• MATERIAL PROVIDED:
^^^^

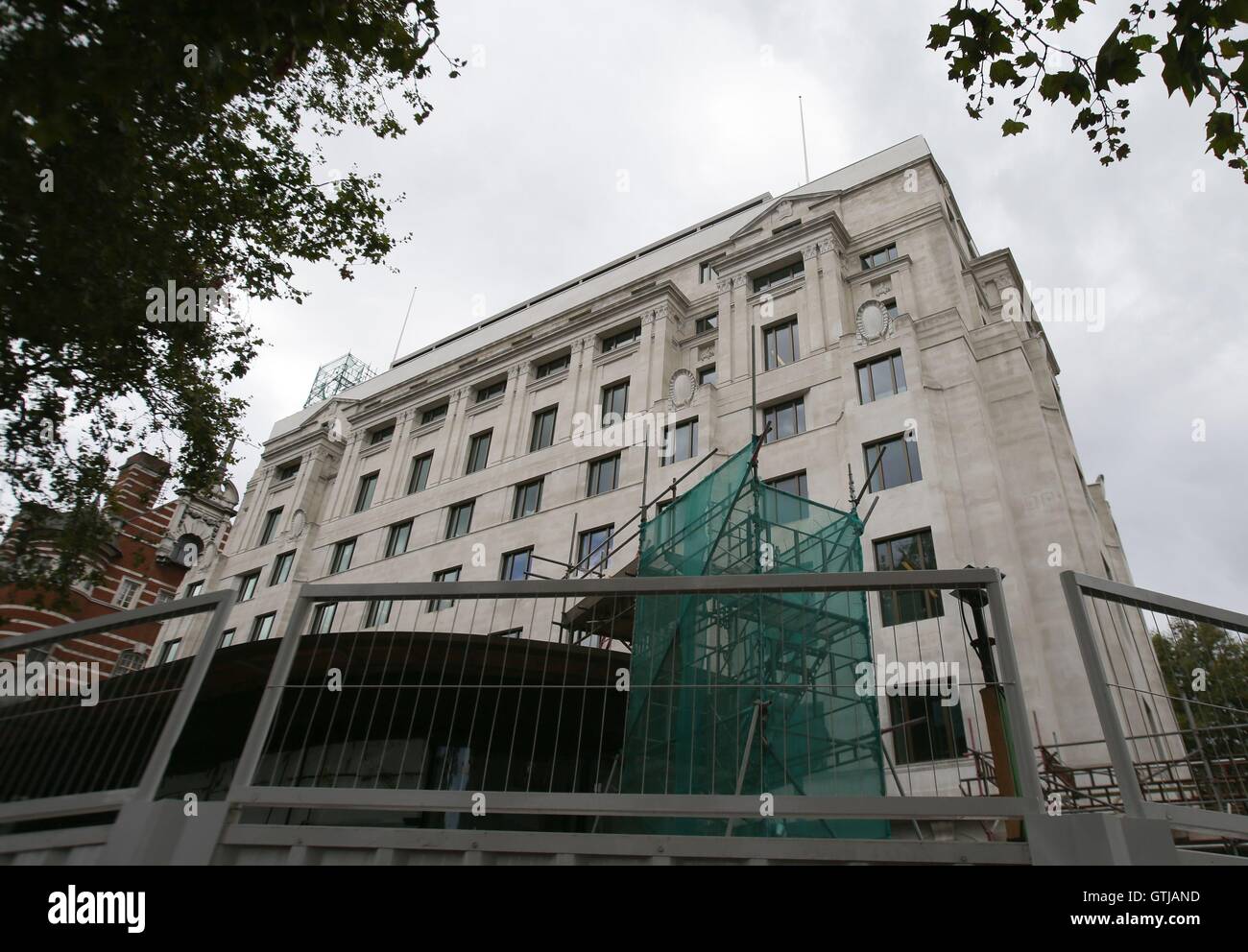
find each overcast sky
[224,0,1248,611]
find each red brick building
[0,453,238,678]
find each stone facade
[153,138,1173,774]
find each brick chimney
[113,453,170,521]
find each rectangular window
[873,529,945,627]
[659,419,698,466]
[353,471,381,512]
[754,258,806,295]
[529,407,559,453]
[512,477,545,519]
[499,546,533,582]
[269,552,295,585]
[534,353,571,381]
[156,637,182,664]
[862,436,924,493]
[762,317,799,370]
[238,571,259,602]
[602,381,628,427]
[112,579,144,611]
[446,499,477,539]
[694,315,719,334]
[311,602,338,635]
[429,565,463,611]
[477,381,507,403]
[329,539,356,575]
[407,453,433,495]
[762,396,806,443]
[603,324,641,353]
[862,245,898,271]
[577,524,615,573]
[465,429,494,475]
[259,507,282,545]
[857,353,906,404]
[365,599,394,628]
[889,681,966,764]
[386,519,412,559]
[586,453,620,495]
[250,611,277,641]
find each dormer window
[477,381,507,403]
[603,324,641,353]
[862,245,898,271]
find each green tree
[0,0,462,602]
[927,0,1248,182]
[1153,620,1248,758]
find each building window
[329,539,356,575]
[238,571,259,602]
[602,381,628,427]
[499,546,533,582]
[386,519,412,559]
[862,436,924,493]
[762,317,799,370]
[446,499,477,539]
[251,611,277,641]
[762,396,806,443]
[156,637,182,665]
[603,324,641,353]
[529,407,559,453]
[407,453,433,495]
[873,529,945,628]
[429,565,463,611]
[577,524,615,573]
[754,258,806,295]
[309,602,338,635]
[365,599,395,628]
[354,471,381,512]
[269,552,295,585]
[889,681,966,765]
[465,429,494,475]
[477,381,507,403]
[534,353,571,381]
[659,418,698,466]
[857,352,906,404]
[259,507,282,545]
[862,245,898,271]
[586,453,620,495]
[512,477,545,519]
[112,579,144,611]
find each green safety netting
[619,445,889,837]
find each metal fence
[0,569,1245,864]
[1058,571,1248,856]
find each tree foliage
[927,0,1248,182]
[0,0,462,606]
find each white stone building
[154,137,1173,793]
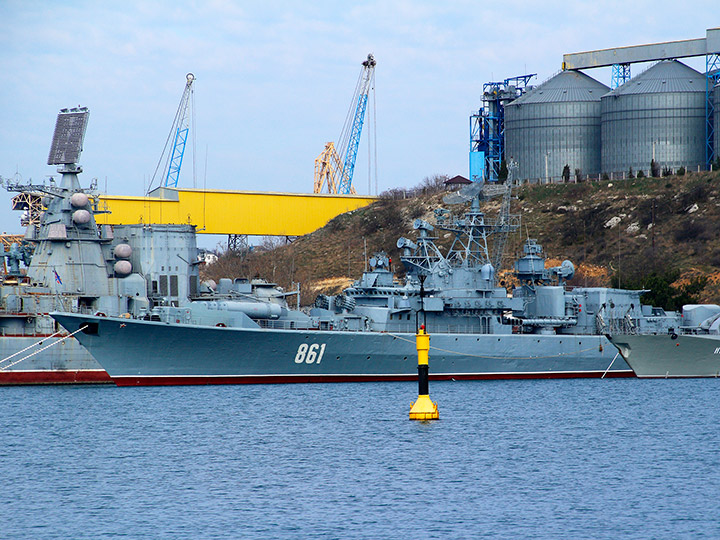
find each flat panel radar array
[48,107,90,165]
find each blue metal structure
[705,53,720,170]
[338,54,376,195]
[164,73,195,187]
[610,64,630,90]
[470,73,537,182]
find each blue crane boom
[338,54,376,195]
[164,73,195,187]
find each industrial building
[470,28,720,182]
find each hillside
[203,172,720,307]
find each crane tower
[314,54,376,195]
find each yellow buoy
[410,324,440,420]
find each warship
[0,108,211,385]
[51,182,679,386]
[608,304,720,379]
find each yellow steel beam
[96,188,376,236]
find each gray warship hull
[0,335,112,385]
[52,313,634,386]
[609,334,720,379]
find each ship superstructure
[0,108,205,384]
[53,177,679,385]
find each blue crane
[165,73,195,187]
[148,73,195,193]
[314,54,376,195]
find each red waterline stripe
[0,369,113,385]
[113,371,635,386]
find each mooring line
[0,325,87,371]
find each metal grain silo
[602,60,705,174]
[505,71,609,179]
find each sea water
[0,379,720,539]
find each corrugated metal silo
[505,71,609,179]
[602,60,705,174]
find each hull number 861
[295,343,325,364]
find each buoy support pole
[410,325,440,420]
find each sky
[0,0,720,245]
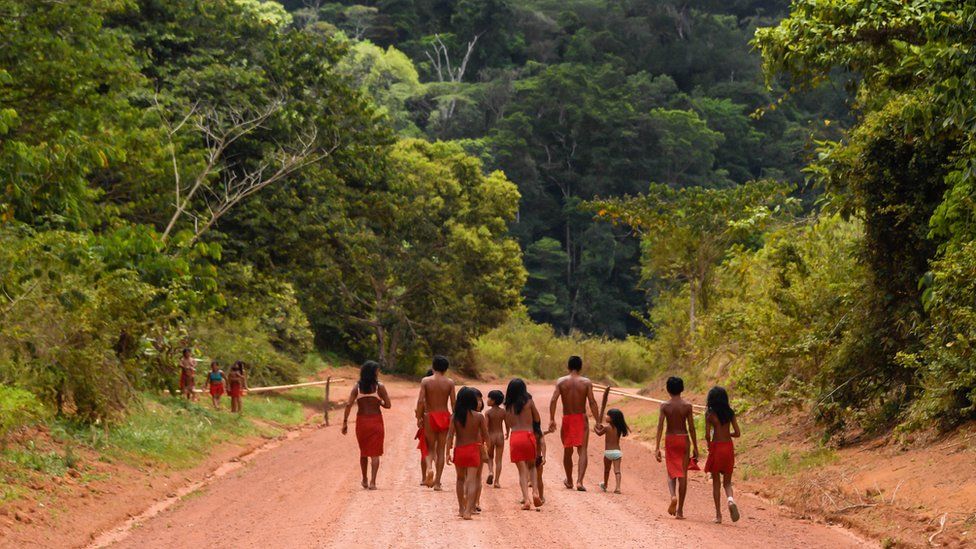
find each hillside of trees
[0,0,976,432]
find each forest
[0,0,976,436]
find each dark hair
[706,385,735,425]
[607,408,630,437]
[358,360,380,395]
[667,376,685,395]
[454,387,478,427]
[505,378,532,415]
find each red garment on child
[559,414,586,448]
[454,442,481,467]
[227,381,244,397]
[427,410,451,433]
[356,414,386,457]
[705,440,735,475]
[664,435,688,478]
[413,427,430,458]
[508,431,536,463]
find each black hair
[667,376,685,395]
[505,378,532,415]
[706,385,735,425]
[607,408,630,437]
[358,360,380,395]
[488,389,505,404]
[454,387,478,427]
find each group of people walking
[342,356,740,522]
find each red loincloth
[664,435,688,478]
[705,440,735,475]
[559,414,586,448]
[454,442,481,467]
[427,410,451,433]
[508,431,536,463]
[413,427,430,458]
[356,414,385,457]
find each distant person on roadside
[342,360,392,490]
[413,369,434,486]
[417,355,455,491]
[505,378,544,511]
[227,360,247,414]
[596,408,630,494]
[655,376,698,519]
[485,389,508,488]
[705,387,740,524]
[446,387,488,520]
[207,360,224,409]
[548,356,602,492]
[180,349,197,400]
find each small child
[207,360,224,410]
[180,349,197,400]
[655,376,698,519]
[705,387,740,524]
[227,360,247,414]
[595,408,630,494]
[485,389,505,488]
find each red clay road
[97,383,869,549]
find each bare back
[420,373,454,412]
[661,398,692,435]
[556,375,596,416]
[452,411,488,446]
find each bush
[474,311,656,383]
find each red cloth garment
[413,427,430,458]
[356,414,386,457]
[559,414,586,448]
[705,440,735,475]
[227,381,244,397]
[664,435,688,478]
[427,410,451,433]
[210,381,224,396]
[454,442,481,467]
[508,431,536,463]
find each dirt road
[95,383,867,549]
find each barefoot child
[505,378,542,511]
[596,408,630,494]
[446,387,488,520]
[227,360,247,414]
[655,377,698,519]
[705,387,739,524]
[207,360,224,409]
[180,349,197,400]
[485,389,505,488]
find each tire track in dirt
[103,382,870,549]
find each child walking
[705,387,740,524]
[485,389,506,488]
[207,360,224,410]
[227,360,247,414]
[595,408,630,494]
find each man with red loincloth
[417,355,455,491]
[548,356,602,492]
[655,376,698,519]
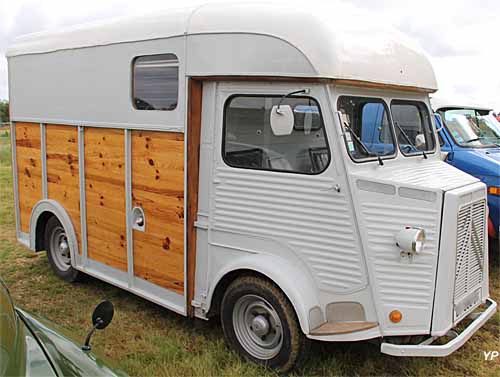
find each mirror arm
[434,113,444,132]
[276,89,309,115]
[82,318,104,352]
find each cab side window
[222,95,331,174]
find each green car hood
[0,280,56,377]
[16,308,126,377]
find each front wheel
[45,217,80,283]
[221,276,306,373]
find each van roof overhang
[7,4,437,92]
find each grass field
[0,131,500,376]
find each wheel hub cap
[233,294,283,360]
[59,240,69,254]
[251,315,269,336]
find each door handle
[320,183,340,193]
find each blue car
[433,103,500,242]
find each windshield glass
[444,109,500,148]
[391,100,435,155]
[337,96,396,160]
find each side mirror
[82,300,115,352]
[434,113,444,132]
[270,105,295,136]
[415,134,425,149]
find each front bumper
[380,299,497,357]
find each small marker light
[488,186,500,196]
[396,226,425,254]
[389,310,403,323]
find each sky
[0,0,500,111]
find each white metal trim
[78,126,88,266]
[306,326,382,342]
[124,129,134,288]
[29,199,81,268]
[10,122,21,238]
[380,299,497,357]
[40,123,49,199]
[12,117,184,133]
[17,232,31,249]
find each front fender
[207,254,325,334]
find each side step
[310,322,378,335]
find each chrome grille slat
[454,199,486,319]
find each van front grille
[454,199,486,310]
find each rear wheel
[45,217,80,282]
[221,276,306,373]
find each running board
[309,322,378,336]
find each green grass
[0,131,500,376]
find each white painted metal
[29,199,81,268]
[380,299,497,357]
[40,123,48,199]
[7,3,437,90]
[430,96,493,112]
[124,130,134,287]
[10,122,21,239]
[9,4,496,356]
[9,37,186,132]
[78,126,88,267]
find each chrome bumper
[380,299,497,357]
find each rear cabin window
[337,96,396,161]
[391,100,435,155]
[133,54,179,111]
[222,95,330,174]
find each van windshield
[444,109,500,148]
[337,96,396,160]
[391,100,435,155]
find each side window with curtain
[222,95,330,174]
[132,54,179,111]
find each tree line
[0,100,9,123]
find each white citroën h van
[7,4,496,371]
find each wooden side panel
[186,79,203,316]
[84,127,127,271]
[45,124,82,254]
[15,123,42,233]
[132,131,184,294]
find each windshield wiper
[344,122,384,166]
[394,122,427,159]
[465,137,481,144]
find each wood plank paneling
[15,122,42,233]
[186,79,203,316]
[84,127,127,271]
[132,131,184,294]
[45,124,82,254]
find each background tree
[0,100,9,123]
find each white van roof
[7,3,437,92]
[430,97,493,112]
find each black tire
[221,276,308,373]
[44,216,80,283]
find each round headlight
[396,227,425,254]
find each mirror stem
[276,89,309,114]
[82,318,103,352]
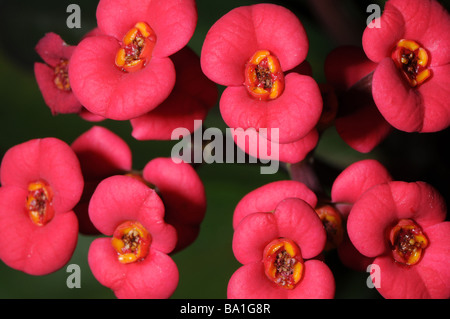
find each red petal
[273,198,327,259]
[233,213,280,264]
[331,159,392,216]
[0,137,84,213]
[232,128,319,164]
[89,175,176,253]
[287,260,336,299]
[35,32,75,67]
[233,180,317,229]
[69,36,175,120]
[372,58,425,132]
[88,238,179,299]
[325,46,377,92]
[362,1,406,62]
[227,262,287,299]
[220,73,322,143]
[71,126,132,180]
[0,186,78,276]
[143,158,206,250]
[201,4,308,86]
[97,0,197,57]
[385,0,450,66]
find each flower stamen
[111,221,152,264]
[245,50,284,100]
[25,181,55,226]
[53,59,71,91]
[264,238,304,289]
[315,205,344,251]
[115,22,156,72]
[392,39,431,87]
[390,219,428,266]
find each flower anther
[115,22,156,72]
[263,238,304,289]
[392,39,431,87]
[25,181,55,226]
[111,221,152,264]
[245,50,284,100]
[389,219,428,266]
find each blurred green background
[0,0,450,299]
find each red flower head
[325,46,392,153]
[0,138,83,275]
[363,0,450,132]
[72,126,206,251]
[233,180,317,230]
[233,180,344,255]
[201,4,322,164]
[69,0,197,120]
[131,47,218,140]
[228,198,335,299]
[331,159,392,271]
[88,176,178,299]
[34,33,83,114]
[347,181,450,299]
[142,157,206,252]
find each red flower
[71,126,132,234]
[131,47,217,140]
[142,157,206,252]
[201,4,322,162]
[325,46,392,153]
[362,0,450,132]
[233,180,317,230]
[331,159,392,271]
[228,198,335,299]
[0,138,83,275]
[34,33,83,114]
[347,181,450,299]
[72,126,206,251]
[88,176,178,299]
[69,0,197,120]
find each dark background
[0,0,450,299]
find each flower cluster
[0,0,450,299]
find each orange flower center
[392,39,431,87]
[53,59,70,91]
[25,181,55,226]
[115,22,156,72]
[389,219,428,266]
[245,50,284,100]
[263,238,304,289]
[111,221,152,264]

^^^^

• YOUR OBJECTIVE: In the listing above, copy everything from the line containing "find each grass field" down to the line containing "[0,0,500,111]", substituting "wing mirror" for "side mirror" and leaving all else unchanged.

• RESULT:
find each grass field
[0,131,500,376]
find each wheel hub cap
[233,294,283,360]
[59,240,69,254]
[251,315,269,336]
find each door handle
[320,183,340,193]
find each blue car
[433,103,500,242]
find each windshield glass
[444,109,500,148]
[391,100,435,155]
[337,96,396,160]
find each wing mirror
[82,300,115,352]
[434,113,444,132]
[270,105,295,136]
[415,134,425,149]
find each front bumper
[380,299,497,357]
find each small marker light
[488,186,500,196]
[396,226,425,254]
[389,310,403,323]
find each sky
[0,0,500,111]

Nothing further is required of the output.